## PROBLEM DESCRIPTION
Rewrite the lines from the start through the line containing "Give the outline", replacing "instance" with "object" and leaving everything else unchanged.
──────── EXTRACTED RECORDS ────────
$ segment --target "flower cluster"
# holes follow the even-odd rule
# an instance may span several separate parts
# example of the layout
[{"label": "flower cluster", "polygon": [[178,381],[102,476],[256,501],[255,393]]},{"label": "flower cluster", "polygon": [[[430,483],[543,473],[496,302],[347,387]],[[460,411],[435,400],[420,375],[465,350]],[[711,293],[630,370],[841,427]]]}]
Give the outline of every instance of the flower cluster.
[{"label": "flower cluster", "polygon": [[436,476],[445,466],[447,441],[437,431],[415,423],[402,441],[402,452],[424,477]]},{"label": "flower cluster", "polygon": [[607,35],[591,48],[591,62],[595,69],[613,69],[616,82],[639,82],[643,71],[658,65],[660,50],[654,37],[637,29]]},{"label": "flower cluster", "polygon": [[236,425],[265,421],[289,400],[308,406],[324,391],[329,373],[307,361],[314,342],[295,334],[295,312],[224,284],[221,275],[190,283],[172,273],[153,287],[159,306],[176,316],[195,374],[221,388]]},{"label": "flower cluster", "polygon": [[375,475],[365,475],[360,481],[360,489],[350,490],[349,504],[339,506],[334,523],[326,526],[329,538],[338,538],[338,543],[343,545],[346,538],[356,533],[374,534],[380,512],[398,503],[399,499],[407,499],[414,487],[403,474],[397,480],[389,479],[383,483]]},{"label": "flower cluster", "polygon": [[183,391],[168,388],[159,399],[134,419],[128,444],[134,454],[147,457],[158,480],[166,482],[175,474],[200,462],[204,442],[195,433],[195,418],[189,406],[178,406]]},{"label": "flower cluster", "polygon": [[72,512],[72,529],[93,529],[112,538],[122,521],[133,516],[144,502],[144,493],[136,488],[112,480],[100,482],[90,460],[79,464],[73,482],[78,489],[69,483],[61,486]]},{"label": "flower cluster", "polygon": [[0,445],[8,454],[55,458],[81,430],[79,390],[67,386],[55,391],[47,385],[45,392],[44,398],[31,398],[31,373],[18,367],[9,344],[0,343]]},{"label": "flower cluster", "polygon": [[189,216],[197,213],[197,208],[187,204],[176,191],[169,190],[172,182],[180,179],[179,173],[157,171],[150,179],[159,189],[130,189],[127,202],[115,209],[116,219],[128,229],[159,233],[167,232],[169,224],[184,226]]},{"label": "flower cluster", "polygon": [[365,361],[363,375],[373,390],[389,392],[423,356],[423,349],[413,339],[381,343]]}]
────────
## WRITTEN ANSWER
$ segment --target "flower cluster"
# holes follow the even-odd rule
# an object may span several separate parts
# example of the layout
[{"label": "flower cluster", "polygon": [[178,381],[102,476],[256,501],[255,393]]},{"label": "flower cluster", "polygon": [[[430,483],[543,473],[496,302],[347,387]],[[460,411],[435,400],[420,375],[465,350]],[[711,293],[630,370],[841,427]]]}]
Give the outline of every object of the flower cluster.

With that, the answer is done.